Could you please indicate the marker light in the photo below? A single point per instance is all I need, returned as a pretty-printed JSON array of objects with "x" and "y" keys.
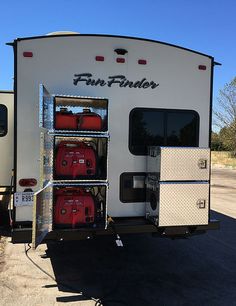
[
  {"x": 99, "y": 58},
  {"x": 202, "y": 67}
]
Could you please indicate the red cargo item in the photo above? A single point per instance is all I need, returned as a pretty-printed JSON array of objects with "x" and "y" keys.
[
  {"x": 66, "y": 120},
  {"x": 75, "y": 159},
  {"x": 74, "y": 207},
  {"x": 89, "y": 121}
]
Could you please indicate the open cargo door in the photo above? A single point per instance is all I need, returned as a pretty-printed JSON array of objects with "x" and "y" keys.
[
  {"x": 42, "y": 215},
  {"x": 6, "y": 157}
]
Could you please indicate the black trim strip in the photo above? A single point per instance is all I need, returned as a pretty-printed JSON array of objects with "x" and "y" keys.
[
  {"x": 15, "y": 129},
  {"x": 111, "y": 36}
]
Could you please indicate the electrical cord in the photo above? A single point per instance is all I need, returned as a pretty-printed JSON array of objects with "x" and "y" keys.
[{"x": 98, "y": 302}]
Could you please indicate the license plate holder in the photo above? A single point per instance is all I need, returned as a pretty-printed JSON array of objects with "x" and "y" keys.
[{"x": 23, "y": 199}]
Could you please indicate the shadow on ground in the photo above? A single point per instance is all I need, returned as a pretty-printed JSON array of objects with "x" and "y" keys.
######
▸ **TASK DETAILS**
What you give back should be exactly the lines from the one with "Could you please indicate the red" through the final line of the listing, and no others.

▸ **EXERCISE SOLUTION**
Could you please indicate the red cargo item in the photo above? A single point per instance is all I need, returned as a pretty-printed JSON array of objects with "x" and "y" keys.
[
  {"x": 66, "y": 120},
  {"x": 75, "y": 159},
  {"x": 74, "y": 207},
  {"x": 89, "y": 121}
]
Could you please indicate the open cargo door in the photo above? A single point per instance is all I need, returned as a pretty-printed JSON array of objects with "x" and "y" keys.
[
  {"x": 42, "y": 215},
  {"x": 6, "y": 157}
]
Could you please indicate the black trim strip in the photo above? A single point per instance is all I need, returned as a pretty-printed JSON array of objects with "x" and "y" keys.
[
  {"x": 15, "y": 129},
  {"x": 111, "y": 36}
]
Could you please indicate the electrical cord in the photo above? A single point per instance is all I need, returned as a pretty-printed JSON array of objects with "x" and "y" keys.
[{"x": 98, "y": 302}]
Could you please indicate the license plate holder in the photo above? A single point per instance is all I need, returned as a pretty-printed JSON array of objects with "x" and "y" keys.
[{"x": 23, "y": 199}]
Could you please indicate the shadow on ground in the photo above? A single point per instance is all I need, returned as a pretty-printed JSON array of objects with "x" and "y" keys.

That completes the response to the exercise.